===== Testo di studio =====

Nelle ultime settimane il dibattito politico, pubblico e sanitario si è concentrato sul nuovo allarme causato dalle varianti del Covid-19. Una in particolare preoccupa pesantemente gli esperti e i governanti, che in queste ore stanno affrontando il tema delle prossime misure da mettere in atto per contrastarne la diffusione, ed è la variante inglese. Ma anche quella sudafricana, così come la variante brasiliana risultano di particolare rilievo.
Cosa implica però la circolazione di una variante del virus? E perché bisogna prestare attenzione e predisporre strategie per limitare il contagio dato da queste varianti?
Per avere una risposta bisogna prima chiarire cosa significhi “variante” nell’ambito dei virus e soprattutto di questo Sars-CoV-2.
Nel momento in cui un virus si diffonde, il risultato della sua replicazione (ossia della produzione di nuove copie del virus) all’interno degli organismi che infetta non è sempre identico all’originale.
Il virus può infatti mutare nel suo corredo genetico man mano che infetta nuovi individui, producendo quindi delle “varianti” del virus (o meglio del ceppo) iniziale.
In questo caso, diffondendosi, il Sars-CoV-2 si è modificato rispetto al ceppo iniziale, per intenderci quello proveniente dalla Cina. E non una sola volta: al mondo attualmente esistono centinaia di varianti di questo Coronavirus,
per via della sua larga e ramificata diffusione.Non tutte le varianti, però, risultano di interesse clinico. Il virus può infatti mutare in varianti di minor potenza o di più lenta diffusione, così come può modificarsi in varianti che si trasmettono più rapidamente e si manifestano con sintomi più gravi. Quest’ultimo è il caso della cosiddetta variante inglese (Variante VOC 202012/01, nota anche come B.1.1.7), ed è il motivo per cui bisogna prestarvi particolare attenzione.

===== Contenuto dei dati =====

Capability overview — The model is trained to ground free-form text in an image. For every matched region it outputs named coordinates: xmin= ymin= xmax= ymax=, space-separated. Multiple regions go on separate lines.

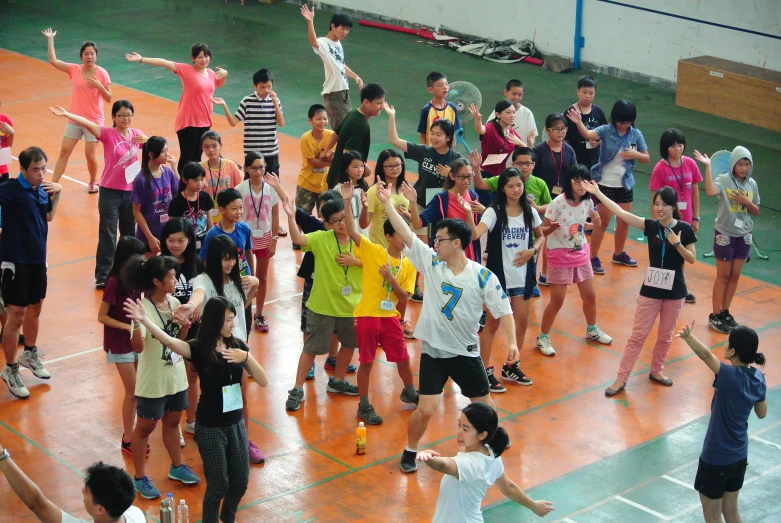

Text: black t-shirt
xmin=564 ymin=105 xmax=607 ymax=169
xmin=187 ymin=337 xmax=249 ymax=427
xmin=640 ymin=218 xmax=697 ymax=300
xmin=168 ymin=191 xmax=214 ymax=246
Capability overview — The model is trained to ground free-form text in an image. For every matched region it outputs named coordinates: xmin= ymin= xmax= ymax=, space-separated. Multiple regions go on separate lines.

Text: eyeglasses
xmin=434 ymin=238 xmax=458 ymax=245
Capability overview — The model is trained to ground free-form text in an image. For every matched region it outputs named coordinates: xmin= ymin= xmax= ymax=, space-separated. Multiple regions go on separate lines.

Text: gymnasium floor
xmin=0 ymin=0 xmax=781 ymax=523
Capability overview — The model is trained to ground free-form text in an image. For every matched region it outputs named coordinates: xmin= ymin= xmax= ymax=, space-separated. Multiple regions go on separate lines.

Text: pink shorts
xmin=355 ymin=316 xmax=409 ymax=364
xmin=545 ymin=262 xmax=594 ymax=285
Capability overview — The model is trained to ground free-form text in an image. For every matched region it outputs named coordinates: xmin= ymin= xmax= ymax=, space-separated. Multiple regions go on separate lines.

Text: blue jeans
xmin=95 ymin=187 xmax=136 ymax=283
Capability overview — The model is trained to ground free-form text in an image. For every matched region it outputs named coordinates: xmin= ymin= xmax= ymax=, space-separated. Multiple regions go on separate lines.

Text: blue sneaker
xmin=133 ymin=476 xmax=160 ymax=499
xmin=168 ymin=463 xmax=201 ymax=485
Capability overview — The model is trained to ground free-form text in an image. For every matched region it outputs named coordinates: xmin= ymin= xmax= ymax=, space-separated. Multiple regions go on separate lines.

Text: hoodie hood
xmin=728 ymin=145 xmax=754 ymax=183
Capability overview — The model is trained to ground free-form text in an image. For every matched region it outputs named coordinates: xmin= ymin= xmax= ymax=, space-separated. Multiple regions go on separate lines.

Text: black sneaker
xmin=400 ymin=449 xmax=418 ymax=473
xmin=485 ymin=365 xmax=507 ymax=393
xmin=719 ymin=309 xmax=740 ymax=330
xmin=708 ymin=313 xmax=729 ymax=334
xmin=502 ymin=361 xmax=532 ymax=385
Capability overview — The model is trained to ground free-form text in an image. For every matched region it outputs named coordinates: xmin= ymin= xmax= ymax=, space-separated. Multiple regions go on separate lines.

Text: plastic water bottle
xmin=176 ymin=499 xmax=190 ymax=523
xmin=160 ymin=493 xmax=174 ymax=523
xmin=355 ymin=422 xmax=366 ymax=455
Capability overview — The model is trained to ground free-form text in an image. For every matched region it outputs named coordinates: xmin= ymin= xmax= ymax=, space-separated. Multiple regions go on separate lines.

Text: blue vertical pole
xmin=572 ymin=0 xmax=586 ymax=71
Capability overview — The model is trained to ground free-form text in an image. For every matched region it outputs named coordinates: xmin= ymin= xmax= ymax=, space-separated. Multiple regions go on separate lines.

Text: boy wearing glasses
xmin=282 ymin=194 xmax=362 ymax=410
xmin=377 ymin=184 xmax=519 ymax=472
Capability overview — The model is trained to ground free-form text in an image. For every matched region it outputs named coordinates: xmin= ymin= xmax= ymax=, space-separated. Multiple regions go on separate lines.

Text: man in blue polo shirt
xmin=0 ymin=147 xmax=62 ymax=399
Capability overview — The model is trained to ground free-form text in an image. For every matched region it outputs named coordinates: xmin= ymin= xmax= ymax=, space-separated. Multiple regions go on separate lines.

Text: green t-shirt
xmin=302 ymin=231 xmax=362 ymax=318
xmin=327 ymin=109 xmax=372 ymax=188
xmin=484 ymin=175 xmax=552 ymax=205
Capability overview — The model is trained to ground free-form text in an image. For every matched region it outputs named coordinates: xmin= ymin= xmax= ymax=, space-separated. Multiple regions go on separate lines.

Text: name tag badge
xmin=125 ymin=160 xmax=141 ymax=183
xmin=222 ymin=383 xmax=244 ymax=413
xmin=643 ymin=267 xmax=675 ymax=291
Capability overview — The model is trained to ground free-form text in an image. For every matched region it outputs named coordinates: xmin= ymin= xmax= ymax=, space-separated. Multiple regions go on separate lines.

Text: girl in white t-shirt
xmin=417 ymin=402 xmax=553 ymax=523
xmin=472 ymin=167 xmax=545 ymax=392
xmin=537 ymin=164 xmax=613 ymax=356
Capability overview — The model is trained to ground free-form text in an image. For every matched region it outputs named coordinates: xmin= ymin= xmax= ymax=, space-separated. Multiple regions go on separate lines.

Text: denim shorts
xmin=136 ymin=389 xmax=189 ymax=421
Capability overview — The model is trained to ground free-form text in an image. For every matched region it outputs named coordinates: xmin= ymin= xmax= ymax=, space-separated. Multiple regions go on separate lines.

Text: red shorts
xmin=355 ymin=316 xmax=409 ymax=364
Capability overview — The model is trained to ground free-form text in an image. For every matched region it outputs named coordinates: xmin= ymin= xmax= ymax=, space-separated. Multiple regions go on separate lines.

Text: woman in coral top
xmin=43 ymin=28 xmax=111 ymax=193
xmin=125 ymin=44 xmax=228 ymax=172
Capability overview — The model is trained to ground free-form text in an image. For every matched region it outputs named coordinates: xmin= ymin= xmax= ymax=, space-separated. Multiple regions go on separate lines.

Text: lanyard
xmin=667 ymin=162 xmax=686 ymax=196
xmin=206 ymin=158 xmax=222 ymax=201
xmin=547 ymin=143 xmax=564 ymax=185
xmin=334 ymin=233 xmax=353 ymax=283
xmin=182 ymin=191 xmax=201 ymax=229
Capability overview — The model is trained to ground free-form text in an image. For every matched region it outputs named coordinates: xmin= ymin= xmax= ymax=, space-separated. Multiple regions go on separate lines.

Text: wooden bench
xmin=675 ymin=56 xmax=781 ymax=131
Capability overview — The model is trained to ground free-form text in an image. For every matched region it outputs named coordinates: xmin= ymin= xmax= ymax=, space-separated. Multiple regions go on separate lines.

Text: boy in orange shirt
xmin=341 ymin=182 xmax=418 ymax=425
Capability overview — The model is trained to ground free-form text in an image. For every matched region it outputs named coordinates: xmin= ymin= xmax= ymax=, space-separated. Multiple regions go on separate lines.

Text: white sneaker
xmin=586 ymin=327 xmax=613 ymax=345
xmin=537 ymin=336 xmax=556 ymax=356
xmin=0 ymin=365 xmax=30 ymax=399
xmin=18 ymin=349 xmax=52 ymax=380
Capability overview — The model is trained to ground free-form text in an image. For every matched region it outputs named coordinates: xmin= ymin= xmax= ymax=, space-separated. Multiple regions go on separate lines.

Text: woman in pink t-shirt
xmin=125 ymin=44 xmax=228 ymax=172
xmin=43 ymin=28 xmax=111 ymax=193
xmin=50 ymin=100 xmax=147 ymax=289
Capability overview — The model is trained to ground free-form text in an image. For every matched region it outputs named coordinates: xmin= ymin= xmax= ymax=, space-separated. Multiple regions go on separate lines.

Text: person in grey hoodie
xmin=694 ymin=145 xmax=759 ymax=333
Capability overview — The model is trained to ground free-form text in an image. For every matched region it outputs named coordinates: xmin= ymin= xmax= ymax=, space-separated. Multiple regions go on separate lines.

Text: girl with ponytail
xmin=417 ymin=402 xmax=553 ymax=523
xmin=678 ymin=321 xmax=767 ymax=521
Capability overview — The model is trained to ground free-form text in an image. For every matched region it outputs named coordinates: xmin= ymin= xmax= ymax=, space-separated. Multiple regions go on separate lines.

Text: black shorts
xmin=418 ymin=353 xmax=489 ymax=398
xmin=0 ymin=262 xmax=48 ymax=307
xmin=694 ymin=458 xmax=748 ymax=499
xmin=597 ymin=184 xmax=635 ymax=203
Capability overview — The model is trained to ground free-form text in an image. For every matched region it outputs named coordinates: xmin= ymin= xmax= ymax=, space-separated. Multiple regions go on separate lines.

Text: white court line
xmin=11 ymin=156 xmax=89 ymax=187
xmin=662 ymin=474 xmax=697 ymax=492
xmin=749 ymin=436 xmax=781 ymax=450
xmin=614 ymin=496 xmax=669 ymax=521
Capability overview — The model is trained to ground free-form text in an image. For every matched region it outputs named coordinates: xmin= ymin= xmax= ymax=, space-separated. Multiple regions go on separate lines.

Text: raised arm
xmin=125 ymin=53 xmax=176 ymax=73
xmin=582 ymin=180 xmax=645 ymax=230
xmin=42 ymin=27 xmax=68 ymax=73
xmin=677 ymin=320 xmax=721 ymax=374
xmin=124 ymin=298 xmax=192 ymax=360
xmin=567 ymin=109 xmax=599 ymax=140
xmin=49 ymin=105 xmax=100 ymax=139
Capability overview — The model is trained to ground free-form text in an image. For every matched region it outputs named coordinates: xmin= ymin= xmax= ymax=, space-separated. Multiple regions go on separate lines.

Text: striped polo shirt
xmin=234 ymin=93 xmax=282 ymax=156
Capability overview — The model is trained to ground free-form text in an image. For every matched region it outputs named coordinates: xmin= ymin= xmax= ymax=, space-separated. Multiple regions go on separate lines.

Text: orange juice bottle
xmin=355 ymin=422 xmax=366 ymax=455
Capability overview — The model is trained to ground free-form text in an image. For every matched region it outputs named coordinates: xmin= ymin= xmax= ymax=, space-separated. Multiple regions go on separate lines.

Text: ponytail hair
xmin=461 ymin=402 xmax=510 ymax=458
xmin=727 ymin=325 xmax=765 ymax=367
xmin=141 ymin=136 xmax=168 ymax=186
xmin=653 ymin=185 xmax=681 ymax=220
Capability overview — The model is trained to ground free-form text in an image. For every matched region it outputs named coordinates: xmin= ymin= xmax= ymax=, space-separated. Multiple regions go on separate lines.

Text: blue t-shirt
xmin=198 ymin=222 xmax=252 ymax=276
xmin=700 ymin=362 xmax=767 ymax=465
xmin=0 ymin=173 xmax=52 ymax=264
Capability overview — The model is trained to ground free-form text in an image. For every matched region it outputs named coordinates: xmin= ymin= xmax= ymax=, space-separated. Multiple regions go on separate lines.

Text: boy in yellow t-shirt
xmin=342 ymin=182 xmax=418 ymax=425
xmin=296 ymin=104 xmax=334 ymax=214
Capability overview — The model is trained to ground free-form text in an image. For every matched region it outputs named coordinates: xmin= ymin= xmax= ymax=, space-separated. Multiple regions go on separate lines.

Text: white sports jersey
xmin=404 ymin=236 xmax=512 ymax=357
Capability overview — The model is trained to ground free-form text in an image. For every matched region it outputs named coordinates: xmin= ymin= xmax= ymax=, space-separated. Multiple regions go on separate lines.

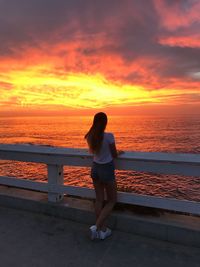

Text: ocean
xmin=0 ymin=115 xmax=200 ymax=201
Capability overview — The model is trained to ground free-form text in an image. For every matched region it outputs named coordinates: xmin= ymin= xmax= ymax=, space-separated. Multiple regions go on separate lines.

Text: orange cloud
xmin=0 ymin=0 xmax=200 ymax=114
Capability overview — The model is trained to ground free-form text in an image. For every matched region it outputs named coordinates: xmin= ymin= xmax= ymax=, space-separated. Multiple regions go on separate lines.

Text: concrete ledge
xmin=0 ymin=186 xmax=200 ymax=247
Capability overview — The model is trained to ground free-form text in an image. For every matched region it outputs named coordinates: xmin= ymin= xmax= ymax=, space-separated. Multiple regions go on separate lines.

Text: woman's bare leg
xmin=96 ymin=181 xmax=117 ymax=231
xmin=93 ymin=180 xmax=104 ymax=220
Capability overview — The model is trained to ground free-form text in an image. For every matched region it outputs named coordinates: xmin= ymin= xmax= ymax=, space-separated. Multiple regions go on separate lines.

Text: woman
xmin=85 ymin=112 xmax=122 ymax=239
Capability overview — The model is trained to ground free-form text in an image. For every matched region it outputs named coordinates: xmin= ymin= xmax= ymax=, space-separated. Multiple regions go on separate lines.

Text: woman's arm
xmin=109 ymin=143 xmax=124 ymax=158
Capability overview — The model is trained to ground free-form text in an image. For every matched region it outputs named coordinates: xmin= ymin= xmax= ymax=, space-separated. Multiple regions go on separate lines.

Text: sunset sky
xmin=0 ymin=0 xmax=200 ymax=115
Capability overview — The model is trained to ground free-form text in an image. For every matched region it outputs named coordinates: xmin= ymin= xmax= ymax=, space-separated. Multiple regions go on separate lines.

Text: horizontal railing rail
xmin=0 ymin=144 xmax=200 ymax=215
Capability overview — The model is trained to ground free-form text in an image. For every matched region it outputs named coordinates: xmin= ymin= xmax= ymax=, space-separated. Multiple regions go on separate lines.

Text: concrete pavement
xmin=0 ymin=207 xmax=200 ymax=267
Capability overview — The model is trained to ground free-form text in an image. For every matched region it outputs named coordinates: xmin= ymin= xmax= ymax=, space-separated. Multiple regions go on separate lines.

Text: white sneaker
xmin=99 ymin=228 xmax=112 ymax=240
xmin=90 ymin=225 xmax=99 ymax=240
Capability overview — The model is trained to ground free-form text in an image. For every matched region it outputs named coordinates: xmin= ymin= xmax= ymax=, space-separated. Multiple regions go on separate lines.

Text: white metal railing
xmin=0 ymin=144 xmax=200 ymax=215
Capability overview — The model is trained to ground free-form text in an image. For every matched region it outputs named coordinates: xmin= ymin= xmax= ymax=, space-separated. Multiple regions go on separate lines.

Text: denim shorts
xmin=91 ymin=161 xmax=115 ymax=183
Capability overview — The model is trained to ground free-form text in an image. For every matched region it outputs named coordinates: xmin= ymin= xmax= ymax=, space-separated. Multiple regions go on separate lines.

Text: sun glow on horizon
xmin=0 ymin=65 xmax=178 ymax=111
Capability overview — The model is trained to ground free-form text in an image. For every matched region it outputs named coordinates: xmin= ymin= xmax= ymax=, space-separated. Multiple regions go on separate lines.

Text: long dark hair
xmin=85 ymin=112 xmax=107 ymax=154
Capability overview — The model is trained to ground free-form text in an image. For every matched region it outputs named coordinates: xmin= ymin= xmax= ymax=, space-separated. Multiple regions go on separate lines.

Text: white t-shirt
xmin=93 ymin=133 xmax=115 ymax=164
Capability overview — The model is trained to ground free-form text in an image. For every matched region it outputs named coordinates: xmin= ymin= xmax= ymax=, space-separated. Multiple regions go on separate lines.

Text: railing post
xmin=47 ymin=164 xmax=64 ymax=202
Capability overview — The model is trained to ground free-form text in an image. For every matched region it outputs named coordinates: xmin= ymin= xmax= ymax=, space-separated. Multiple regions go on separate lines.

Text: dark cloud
xmin=0 ymin=0 xmax=200 ymax=83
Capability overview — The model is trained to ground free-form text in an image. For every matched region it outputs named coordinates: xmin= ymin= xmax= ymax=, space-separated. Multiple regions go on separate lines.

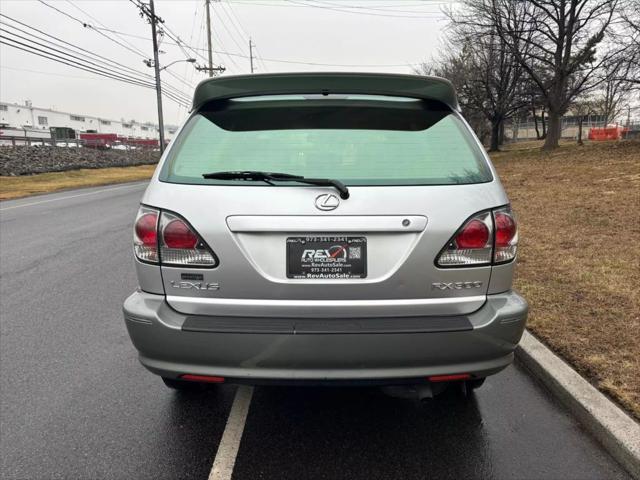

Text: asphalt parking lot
xmin=0 ymin=184 xmax=629 ymax=480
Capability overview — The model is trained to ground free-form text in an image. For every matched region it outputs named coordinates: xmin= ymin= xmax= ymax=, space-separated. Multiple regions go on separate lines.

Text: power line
xmin=50 ymin=24 xmax=422 ymax=68
xmin=38 ymin=0 xmax=146 ymax=58
xmin=0 ymin=13 xmax=189 ymax=101
xmin=284 ymin=0 xmax=443 ymax=19
xmin=0 ymin=30 xmax=188 ymax=105
xmin=67 ymin=0 xmax=146 ymax=56
xmin=212 ymin=1 xmax=245 ymax=53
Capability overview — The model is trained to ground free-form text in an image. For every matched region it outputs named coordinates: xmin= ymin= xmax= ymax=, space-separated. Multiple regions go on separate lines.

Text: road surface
xmin=0 ymin=183 xmax=628 ymax=480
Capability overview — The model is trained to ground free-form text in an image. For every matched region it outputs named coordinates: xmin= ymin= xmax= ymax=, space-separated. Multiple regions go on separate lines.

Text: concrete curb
xmin=516 ymin=331 xmax=640 ymax=479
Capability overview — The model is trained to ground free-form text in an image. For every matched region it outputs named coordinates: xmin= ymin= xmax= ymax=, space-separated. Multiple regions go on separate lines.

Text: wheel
xmin=465 ymin=377 xmax=486 ymax=390
xmin=162 ymin=377 xmax=201 ymax=392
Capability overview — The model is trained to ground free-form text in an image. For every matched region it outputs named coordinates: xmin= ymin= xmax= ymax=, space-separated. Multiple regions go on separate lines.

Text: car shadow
xmin=234 ymin=387 xmax=492 ymax=479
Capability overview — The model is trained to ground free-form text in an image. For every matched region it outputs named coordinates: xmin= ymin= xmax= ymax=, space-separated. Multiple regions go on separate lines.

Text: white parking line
xmin=0 ymin=183 xmax=146 ymax=212
xmin=209 ymin=385 xmax=253 ymax=480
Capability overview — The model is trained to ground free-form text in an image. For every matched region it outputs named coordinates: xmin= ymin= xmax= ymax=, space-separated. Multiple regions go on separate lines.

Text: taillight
xmin=159 ymin=212 xmax=218 ymax=267
xmin=437 ymin=212 xmax=493 ymax=267
xmin=133 ymin=207 xmax=159 ymax=263
xmin=493 ymin=207 xmax=518 ymax=263
xmin=133 ymin=206 xmax=218 ymax=267
xmin=436 ymin=206 xmax=518 ymax=267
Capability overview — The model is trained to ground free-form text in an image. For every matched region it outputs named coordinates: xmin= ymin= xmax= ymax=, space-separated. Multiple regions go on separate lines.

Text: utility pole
xmin=249 ymin=37 xmax=253 ymax=73
xmin=204 ymin=0 xmax=213 ymax=77
xmin=196 ymin=0 xmax=226 ymax=77
xmin=133 ymin=0 xmax=164 ymax=154
xmin=149 ymin=0 xmax=164 ymax=155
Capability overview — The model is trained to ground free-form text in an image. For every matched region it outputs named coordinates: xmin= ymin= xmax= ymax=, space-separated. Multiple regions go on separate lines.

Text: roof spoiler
xmin=192 ymin=72 xmax=459 ymax=110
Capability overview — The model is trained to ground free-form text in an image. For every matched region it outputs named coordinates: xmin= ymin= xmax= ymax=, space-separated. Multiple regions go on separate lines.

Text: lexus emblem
xmin=316 ymin=193 xmax=340 ymax=212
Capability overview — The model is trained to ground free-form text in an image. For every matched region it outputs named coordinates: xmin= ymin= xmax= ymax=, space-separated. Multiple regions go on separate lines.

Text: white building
xmin=0 ymin=101 xmax=177 ymax=140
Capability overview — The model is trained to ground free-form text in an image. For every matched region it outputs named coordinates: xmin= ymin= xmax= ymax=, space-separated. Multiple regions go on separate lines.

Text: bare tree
xmin=618 ymin=0 xmax=640 ymax=90
xmin=465 ymin=0 xmax=619 ymax=149
xmin=420 ymin=10 xmax=528 ymax=151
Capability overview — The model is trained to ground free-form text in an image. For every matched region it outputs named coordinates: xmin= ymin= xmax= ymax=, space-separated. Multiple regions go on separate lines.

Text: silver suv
xmin=124 ymin=73 xmax=527 ymax=389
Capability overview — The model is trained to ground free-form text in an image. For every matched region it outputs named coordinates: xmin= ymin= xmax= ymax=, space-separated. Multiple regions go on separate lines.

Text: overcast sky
xmin=0 ymin=0 xmax=452 ymax=124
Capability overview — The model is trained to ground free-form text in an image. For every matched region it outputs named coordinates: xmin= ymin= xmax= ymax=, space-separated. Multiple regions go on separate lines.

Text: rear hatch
xmin=143 ymin=86 xmax=507 ymax=318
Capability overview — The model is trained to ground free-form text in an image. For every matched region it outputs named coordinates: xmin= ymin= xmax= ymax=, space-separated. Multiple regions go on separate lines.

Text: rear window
xmin=160 ymin=95 xmax=492 ymax=185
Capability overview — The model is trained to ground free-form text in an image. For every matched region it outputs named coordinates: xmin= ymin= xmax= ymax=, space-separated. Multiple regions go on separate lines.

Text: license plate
xmin=287 ymin=237 xmax=367 ymax=279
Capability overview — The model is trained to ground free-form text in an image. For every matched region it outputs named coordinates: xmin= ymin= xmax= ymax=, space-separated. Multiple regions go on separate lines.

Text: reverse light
xmin=493 ymin=207 xmax=518 ymax=263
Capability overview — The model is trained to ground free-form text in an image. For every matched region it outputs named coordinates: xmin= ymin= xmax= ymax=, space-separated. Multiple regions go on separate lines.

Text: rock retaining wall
xmin=0 ymin=146 xmax=160 ymax=176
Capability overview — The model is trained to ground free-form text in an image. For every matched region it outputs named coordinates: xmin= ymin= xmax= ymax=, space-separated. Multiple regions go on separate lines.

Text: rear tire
xmin=162 ymin=377 xmax=201 ymax=392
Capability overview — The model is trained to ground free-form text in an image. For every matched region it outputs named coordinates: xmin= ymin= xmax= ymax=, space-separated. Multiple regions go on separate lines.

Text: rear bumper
xmin=123 ymin=291 xmax=527 ymax=384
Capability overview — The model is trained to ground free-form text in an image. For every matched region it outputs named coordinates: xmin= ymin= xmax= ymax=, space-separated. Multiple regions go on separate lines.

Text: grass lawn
xmin=0 ymin=165 xmax=156 ymax=200
xmin=492 ymin=141 xmax=640 ymax=419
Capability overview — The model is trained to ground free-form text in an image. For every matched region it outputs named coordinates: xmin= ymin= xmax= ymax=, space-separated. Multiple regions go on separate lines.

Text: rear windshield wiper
xmin=202 ymin=171 xmax=349 ymax=200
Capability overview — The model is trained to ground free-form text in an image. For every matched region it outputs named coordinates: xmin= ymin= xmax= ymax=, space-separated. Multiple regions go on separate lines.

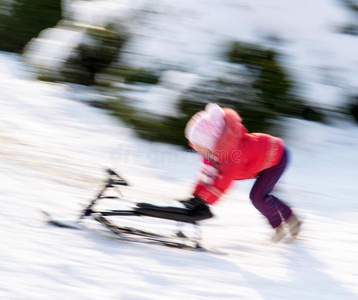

=====

Scrivi il seguito del testo sulle varianti del Covid-19, riprendendo subito dopo la sua ultima frase.

Esercizio svolto>
Si stima che sul totale dei casi Covid attualmente presenti in Italia, il 30% appartiene alla variante inglese. Entro metà marzo, la maggior parte dei positivi risulterà afferente a questa variante. La questione preoccupa non poco, vista l’aggressività con cui questa mutazione si presenta nei pazienti, ma una speranza potrebbe comunque arrivare dai vaccini in fase di somministrazione.
Premesso che il vaccino rappresenta uno strumento di profilassi (prevenzione prima dell’infezione) e non una cura, al momento i preparati in uso dovrebbero essere efficaci anche nei confronti delle varianti. Non vi è ancora certezza, visto che gli studi sono attualmente in corso d’opera, ma gli scienziati sono fiduciosi in questa prospettiva.